>> Start DATASET

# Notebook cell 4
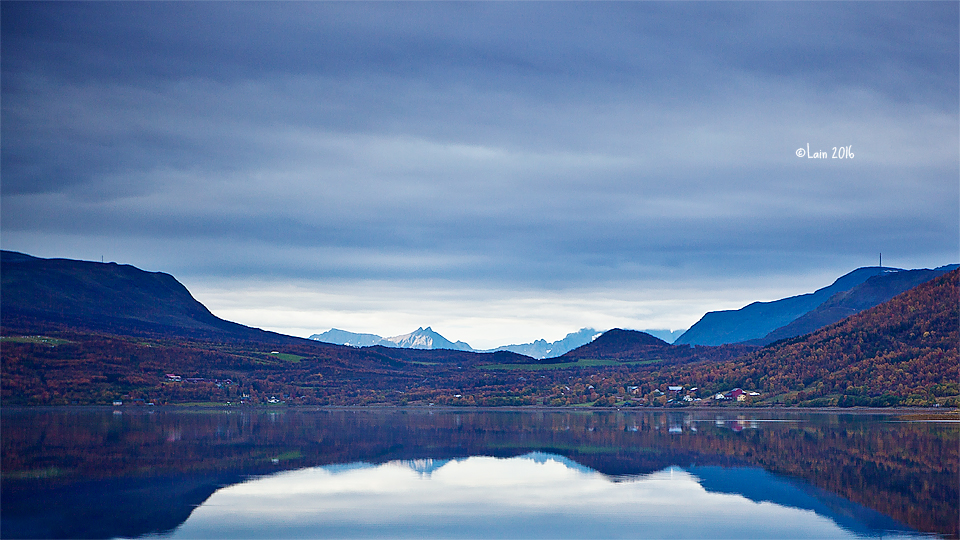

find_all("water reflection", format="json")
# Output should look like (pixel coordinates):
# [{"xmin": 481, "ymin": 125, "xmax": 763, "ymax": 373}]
[
  {"xmin": 0, "ymin": 408, "xmax": 960, "ymax": 538},
  {"xmin": 170, "ymin": 453, "xmax": 924, "ymax": 538}
]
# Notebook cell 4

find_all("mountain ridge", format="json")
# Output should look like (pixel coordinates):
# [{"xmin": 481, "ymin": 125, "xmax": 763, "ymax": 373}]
[{"xmin": 674, "ymin": 265, "xmax": 956, "ymax": 346}]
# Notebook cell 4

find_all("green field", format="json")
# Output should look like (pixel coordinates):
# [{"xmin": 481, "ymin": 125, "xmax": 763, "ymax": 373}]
[
  {"xmin": 270, "ymin": 353, "xmax": 306, "ymax": 363},
  {"xmin": 0, "ymin": 336, "xmax": 70, "ymax": 347},
  {"xmin": 479, "ymin": 358, "xmax": 661, "ymax": 371}
]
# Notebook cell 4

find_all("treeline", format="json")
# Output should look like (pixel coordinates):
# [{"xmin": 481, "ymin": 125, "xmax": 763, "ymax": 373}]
[{"xmin": 0, "ymin": 271, "xmax": 960, "ymax": 407}]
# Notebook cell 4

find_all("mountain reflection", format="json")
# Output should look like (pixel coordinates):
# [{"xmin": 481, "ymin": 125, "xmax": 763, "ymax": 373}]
[
  {"xmin": 171, "ymin": 454, "xmax": 916, "ymax": 538},
  {"xmin": 0, "ymin": 409, "xmax": 958, "ymax": 538}
]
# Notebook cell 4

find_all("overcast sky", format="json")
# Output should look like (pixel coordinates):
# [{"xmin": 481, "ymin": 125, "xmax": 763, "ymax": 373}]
[{"xmin": 0, "ymin": 1, "xmax": 960, "ymax": 347}]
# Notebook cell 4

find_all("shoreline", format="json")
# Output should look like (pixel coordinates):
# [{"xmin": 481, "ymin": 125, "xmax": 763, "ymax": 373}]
[{"xmin": 0, "ymin": 403, "xmax": 960, "ymax": 416}]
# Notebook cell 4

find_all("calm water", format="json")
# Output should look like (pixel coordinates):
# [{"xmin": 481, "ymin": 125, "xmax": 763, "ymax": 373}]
[{"xmin": 0, "ymin": 408, "xmax": 960, "ymax": 538}]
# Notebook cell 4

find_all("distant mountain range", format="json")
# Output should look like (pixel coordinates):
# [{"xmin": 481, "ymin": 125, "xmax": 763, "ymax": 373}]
[
  {"xmin": 0, "ymin": 251, "xmax": 960, "ymax": 406},
  {"xmin": 676, "ymin": 264, "xmax": 958, "ymax": 345},
  {"xmin": 310, "ymin": 326, "xmax": 602, "ymax": 359}
]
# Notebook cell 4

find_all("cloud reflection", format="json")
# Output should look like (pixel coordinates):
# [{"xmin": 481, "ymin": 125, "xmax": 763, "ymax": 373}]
[{"xmin": 156, "ymin": 453, "xmax": 908, "ymax": 538}]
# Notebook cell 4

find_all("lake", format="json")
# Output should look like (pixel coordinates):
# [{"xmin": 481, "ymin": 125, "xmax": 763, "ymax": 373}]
[{"xmin": 0, "ymin": 407, "xmax": 960, "ymax": 538}]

>> End DATASET

[REQUIRED TASK] Identify every line of the records that contains the string "mountain" and copy each one unchanged. Matching is case-sensitive.

[SOLUTION TO THIS TASK]
find_all("mountain ridge", format="json")
find_all("mountain reflection", format="json")
find_all("distant mountain range", format="json")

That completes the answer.